Your assignment: Transcribe the full listing exactly.

### Material shown ###

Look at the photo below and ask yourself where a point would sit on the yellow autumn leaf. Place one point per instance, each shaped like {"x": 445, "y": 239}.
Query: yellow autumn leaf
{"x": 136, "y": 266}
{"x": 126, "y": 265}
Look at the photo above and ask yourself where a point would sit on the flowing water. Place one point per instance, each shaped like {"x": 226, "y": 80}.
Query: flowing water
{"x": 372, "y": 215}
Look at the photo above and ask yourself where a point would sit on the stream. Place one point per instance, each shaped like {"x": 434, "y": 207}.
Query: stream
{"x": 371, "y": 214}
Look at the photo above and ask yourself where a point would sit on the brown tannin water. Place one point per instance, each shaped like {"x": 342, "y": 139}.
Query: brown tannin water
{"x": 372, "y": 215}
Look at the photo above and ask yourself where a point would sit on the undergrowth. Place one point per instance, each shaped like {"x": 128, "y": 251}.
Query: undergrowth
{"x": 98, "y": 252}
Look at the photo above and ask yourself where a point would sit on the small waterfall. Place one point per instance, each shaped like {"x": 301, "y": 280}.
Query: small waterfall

###

Response to this exercise:
Look at the photo below and ask yourself where a point would sit on the yellow autumn leaf. Place one point per instance, each shaped like {"x": 445, "y": 239}.
Query: yellow autumn leaf
{"x": 136, "y": 266}
{"x": 126, "y": 265}
Look at the photo above and ask yourself where a point would sit on the flowing water. Place one point per instance, each shaped like {"x": 226, "y": 80}.
Query: flowing water
{"x": 372, "y": 215}
Look at the photo above and ask yourself where a point would sit on the stream. Place one point per instance, each shaped like {"x": 434, "y": 207}.
Query: stream
{"x": 371, "y": 214}
Look at the photo above and ask yourself where a point would sit on the brown tannin water. Place one point per instance, each shaped like {"x": 342, "y": 139}.
Query: brown tannin water
{"x": 372, "y": 215}
Look at the photo above and ask yourself where a point would sit on the undergrowth. Place one point per instance, each shaped like {"x": 128, "y": 251}.
Query: undergrowth
{"x": 98, "y": 252}
Look at the photo above and ask yourself where a point would sit on the small waterfall. Place one point per instance, each shaped like {"x": 301, "y": 280}.
Query: small waterfall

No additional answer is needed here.